Input for this task.
- - - - - - -

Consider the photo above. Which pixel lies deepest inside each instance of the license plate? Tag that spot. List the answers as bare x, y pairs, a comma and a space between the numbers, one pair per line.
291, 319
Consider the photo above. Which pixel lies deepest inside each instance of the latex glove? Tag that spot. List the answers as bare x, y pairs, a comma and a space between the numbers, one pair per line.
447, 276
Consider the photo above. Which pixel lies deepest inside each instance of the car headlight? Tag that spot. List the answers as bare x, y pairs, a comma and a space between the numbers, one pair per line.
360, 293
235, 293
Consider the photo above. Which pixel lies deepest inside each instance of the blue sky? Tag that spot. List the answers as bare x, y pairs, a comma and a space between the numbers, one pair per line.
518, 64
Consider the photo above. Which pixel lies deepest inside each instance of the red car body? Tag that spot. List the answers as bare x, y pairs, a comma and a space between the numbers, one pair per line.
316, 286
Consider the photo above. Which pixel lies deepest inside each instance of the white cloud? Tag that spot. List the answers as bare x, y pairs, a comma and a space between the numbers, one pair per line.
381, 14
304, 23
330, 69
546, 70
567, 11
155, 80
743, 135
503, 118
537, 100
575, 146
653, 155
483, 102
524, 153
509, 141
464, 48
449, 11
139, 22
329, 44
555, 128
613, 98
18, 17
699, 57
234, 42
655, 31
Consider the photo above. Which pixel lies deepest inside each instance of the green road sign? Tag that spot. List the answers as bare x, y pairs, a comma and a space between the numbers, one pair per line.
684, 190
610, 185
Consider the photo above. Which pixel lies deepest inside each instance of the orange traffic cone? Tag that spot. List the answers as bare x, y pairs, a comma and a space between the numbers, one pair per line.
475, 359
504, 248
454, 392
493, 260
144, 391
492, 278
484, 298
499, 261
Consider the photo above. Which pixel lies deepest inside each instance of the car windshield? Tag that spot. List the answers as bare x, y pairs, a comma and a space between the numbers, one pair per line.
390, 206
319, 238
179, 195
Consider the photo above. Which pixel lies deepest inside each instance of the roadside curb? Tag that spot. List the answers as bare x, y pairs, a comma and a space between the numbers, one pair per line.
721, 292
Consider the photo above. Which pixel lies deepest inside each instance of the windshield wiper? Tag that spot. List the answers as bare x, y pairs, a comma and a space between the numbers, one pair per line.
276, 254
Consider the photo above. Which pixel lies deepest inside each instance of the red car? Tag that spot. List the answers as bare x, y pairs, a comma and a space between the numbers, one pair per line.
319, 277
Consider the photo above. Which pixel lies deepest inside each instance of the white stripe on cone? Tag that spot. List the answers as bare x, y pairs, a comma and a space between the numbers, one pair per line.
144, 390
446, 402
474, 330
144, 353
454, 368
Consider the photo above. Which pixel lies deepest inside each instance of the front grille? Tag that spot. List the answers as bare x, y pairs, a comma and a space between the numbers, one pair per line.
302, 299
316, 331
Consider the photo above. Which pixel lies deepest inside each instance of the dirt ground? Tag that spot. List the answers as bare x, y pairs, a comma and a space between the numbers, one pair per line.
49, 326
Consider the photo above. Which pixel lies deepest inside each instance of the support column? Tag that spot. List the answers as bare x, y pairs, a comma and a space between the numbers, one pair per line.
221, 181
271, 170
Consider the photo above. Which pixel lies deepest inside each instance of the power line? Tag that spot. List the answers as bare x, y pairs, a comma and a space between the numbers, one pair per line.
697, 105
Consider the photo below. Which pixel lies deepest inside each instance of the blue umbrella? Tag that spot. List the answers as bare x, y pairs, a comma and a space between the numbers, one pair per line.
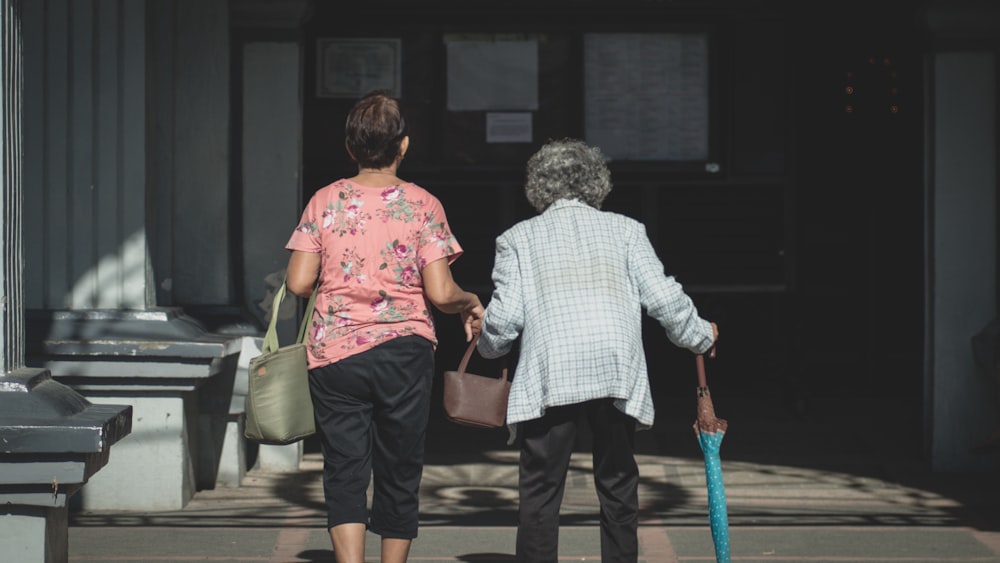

- - - - - - -

Instructions for the task. Should a record include a picture, drop the picture and write out the remainder exactly.

Written reply.
Consider the photo above. Which pixel lies deepest inside each instance of the license plate? Tag that spot. List the answers as bare x, y pairs, a comma and a space between the numbers, one pair per line.
291, 319
Consider the photo above. Which pixel lies deepest inside each instance of the latex glove? Tag that spot. List the answers as bare x, y pairs, a comma and a space between the numbers, one pair per line.
447, 276
Consider the photo above. Which pixel lies deepest inside each instance of the car headlight? Tag that spot. List the answers as bare x, y pairs, a comma and a space between the numbers, one pair per line.
360, 293
235, 293
Consider the photo above. Which pixel lies deepest inside each instance of the blue sky? Tag that spot. List the answers as bare x, y pairs, a comma and a space between the numbers, one pair per line.
518, 64
Consider the photo above. Which pixel lies deepest inside each instance of the red car body? Tag that spot. List the answers as bare x, y pairs, a comma and a space between the numbers, one pair per line.
316, 286
Consider the photo above. Which pixel lies deepest inside each instance of the white cloud? Tag that spot. List the answers as bare x, y pairs, a comma and a space between the numbers, one pair per line.
381, 14
304, 23
330, 69
546, 70
567, 11
155, 80
743, 135
503, 118
537, 100
575, 146
653, 155
483, 102
524, 153
509, 141
464, 48
449, 11
139, 22
329, 44
555, 128
613, 98
18, 17
699, 57
234, 42
655, 31
Consider the photo above. Which pixel lies deepest inside each instance of the green road sign? Tag that spot. List the answers as bare x, y pairs, a comma and a space between the numbers, one pair per line.
684, 190
610, 185
Consider the photo above. Which pixel lies deepest inside each instance of the orange traffic cone? Tag that spot. List the answers as bare x, y pairs, a comma and a space between the numbers, one pair per line.
475, 359
504, 248
454, 392
493, 260
144, 391
492, 278
484, 298
499, 261
Consider the photo above. Which pixel lies deepest inside each instance of the car windshield? Tag that spot. List the answers as bare x, y pairs, a comma and a space between the numbers, one pair per line.
390, 206
319, 238
179, 195
Consider the photo above. Which pixel lies deepest inside each instance of the roadside curb? Tag that spot. List the answers as bare x, y pairs, a comma and a space between the numbers, one pair per line.
721, 292
Consider the photo above. Which pixel lies deepest inside each instance of the windshield wiper? Tag that spot. List the answers as bare x, y pairs, a comma and a space between the numbers, one pair per line.
276, 254
Consider the photo above. Which pixel lies deepest inside each instance of the red car? Tag that spot. List the answers as bare x, y pairs, a comma and a space between the numbers, one pair per line.
319, 277
Consider the photo above. Which pixel lies deepest inside each instance of the white stripe on cone? Tag that spot. List the answers as bare x, y pairs, a comma and a space between the numbers, one pair per line.
144, 390
446, 402
474, 330
144, 353
454, 368
Consider the photo above. Which pixel lies deepest inside each instance of the front grille? Tag that spot. List the answers as bare x, y pairs, a comma and a space between the numbers, one pair per line.
302, 299
316, 331
Consider the photo above. Which pixel lies deepest inside each instance of the dirt ground? Tag that spot. List the answers as bare x, y pairs, a comma and a space between the numbers, one pair per line.
49, 326
Consider the photo above. Which pixel lies deepest inside each instance of the support column? Tag that spot. List the answers as bare x, y pairs, a comma and a space between the numbers, one pair per line.
221, 181
271, 170
Consider the photo above. Which pixel lies deepest inside each instance of the power line? Tag that spot. List the answers as bare x, y pairs, a comma and a space between the numbers, one pair per line.
697, 105
Consider the photo below. Which pixel lies deepest inside each instance of the blue umbrella? Tag that spot. List the answers as bare x, y pairs, a comma and a space between the numbers, one pair per line.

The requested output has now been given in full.